- **Problem**: Gather every line of the data below that contains the string "positive", and match case exactly.
============================================================
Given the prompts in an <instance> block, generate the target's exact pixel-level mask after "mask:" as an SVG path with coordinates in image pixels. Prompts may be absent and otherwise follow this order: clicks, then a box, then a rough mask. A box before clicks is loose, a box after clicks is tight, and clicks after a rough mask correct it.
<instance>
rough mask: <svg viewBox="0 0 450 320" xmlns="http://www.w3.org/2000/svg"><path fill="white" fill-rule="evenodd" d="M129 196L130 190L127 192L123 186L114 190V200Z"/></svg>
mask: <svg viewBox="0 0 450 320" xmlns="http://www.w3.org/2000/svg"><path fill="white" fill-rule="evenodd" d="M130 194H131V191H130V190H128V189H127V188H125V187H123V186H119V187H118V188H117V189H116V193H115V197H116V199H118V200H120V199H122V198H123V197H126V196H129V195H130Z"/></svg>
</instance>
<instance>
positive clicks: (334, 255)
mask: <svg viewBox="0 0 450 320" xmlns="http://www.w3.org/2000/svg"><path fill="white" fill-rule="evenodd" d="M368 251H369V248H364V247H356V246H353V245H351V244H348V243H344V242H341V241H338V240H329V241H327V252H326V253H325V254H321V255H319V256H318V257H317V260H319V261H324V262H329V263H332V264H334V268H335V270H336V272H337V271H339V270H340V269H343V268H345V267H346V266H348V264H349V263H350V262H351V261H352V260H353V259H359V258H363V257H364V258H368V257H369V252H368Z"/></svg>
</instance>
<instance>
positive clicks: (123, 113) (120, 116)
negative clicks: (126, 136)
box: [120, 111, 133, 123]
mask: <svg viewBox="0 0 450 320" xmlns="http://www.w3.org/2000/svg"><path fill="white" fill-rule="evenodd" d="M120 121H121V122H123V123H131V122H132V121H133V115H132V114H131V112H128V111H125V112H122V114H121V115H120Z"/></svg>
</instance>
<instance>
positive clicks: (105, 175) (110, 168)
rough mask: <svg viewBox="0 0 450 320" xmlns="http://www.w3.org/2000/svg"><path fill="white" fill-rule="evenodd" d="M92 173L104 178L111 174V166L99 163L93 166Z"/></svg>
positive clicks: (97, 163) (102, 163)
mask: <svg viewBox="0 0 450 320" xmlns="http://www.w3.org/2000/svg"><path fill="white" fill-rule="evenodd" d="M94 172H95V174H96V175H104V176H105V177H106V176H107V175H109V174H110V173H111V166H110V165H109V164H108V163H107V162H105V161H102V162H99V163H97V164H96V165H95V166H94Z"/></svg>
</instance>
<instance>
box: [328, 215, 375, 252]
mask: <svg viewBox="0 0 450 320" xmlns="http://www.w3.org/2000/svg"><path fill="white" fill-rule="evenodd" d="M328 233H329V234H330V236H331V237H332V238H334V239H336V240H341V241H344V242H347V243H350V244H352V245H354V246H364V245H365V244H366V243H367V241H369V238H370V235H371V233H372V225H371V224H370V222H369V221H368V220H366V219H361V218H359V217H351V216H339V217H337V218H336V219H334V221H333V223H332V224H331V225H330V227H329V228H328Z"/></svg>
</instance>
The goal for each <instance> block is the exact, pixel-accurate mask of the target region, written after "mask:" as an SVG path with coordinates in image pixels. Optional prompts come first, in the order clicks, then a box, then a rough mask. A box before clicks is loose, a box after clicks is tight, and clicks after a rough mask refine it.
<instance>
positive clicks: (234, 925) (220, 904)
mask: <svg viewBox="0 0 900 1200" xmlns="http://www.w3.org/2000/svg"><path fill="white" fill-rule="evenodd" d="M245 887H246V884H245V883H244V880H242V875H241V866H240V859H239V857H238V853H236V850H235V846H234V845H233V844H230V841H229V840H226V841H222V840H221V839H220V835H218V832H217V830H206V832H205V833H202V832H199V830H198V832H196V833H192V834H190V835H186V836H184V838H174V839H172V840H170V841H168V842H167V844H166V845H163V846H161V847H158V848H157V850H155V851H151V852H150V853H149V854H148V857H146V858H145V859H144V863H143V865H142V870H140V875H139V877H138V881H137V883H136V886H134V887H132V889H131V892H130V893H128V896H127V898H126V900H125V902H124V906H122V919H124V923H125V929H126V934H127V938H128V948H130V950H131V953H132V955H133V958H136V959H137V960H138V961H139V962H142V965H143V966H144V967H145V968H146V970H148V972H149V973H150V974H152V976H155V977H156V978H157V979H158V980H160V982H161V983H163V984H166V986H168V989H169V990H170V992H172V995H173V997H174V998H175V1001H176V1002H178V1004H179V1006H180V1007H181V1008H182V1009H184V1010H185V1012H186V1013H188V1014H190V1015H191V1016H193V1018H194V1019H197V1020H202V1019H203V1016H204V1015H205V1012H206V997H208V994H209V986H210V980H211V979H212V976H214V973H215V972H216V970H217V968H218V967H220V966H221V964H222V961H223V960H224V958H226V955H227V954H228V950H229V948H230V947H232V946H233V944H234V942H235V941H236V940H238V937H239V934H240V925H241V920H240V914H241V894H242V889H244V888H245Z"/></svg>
============================================================
- **Answer for the task**:
positive clicks: (334, 255)
positive clicks: (123, 113) (120, 116)
positive clicks: (105, 175) (110, 168)
positive clicks: (97, 163) (102, 163)
positive clicks: (234, 925) (220, 904)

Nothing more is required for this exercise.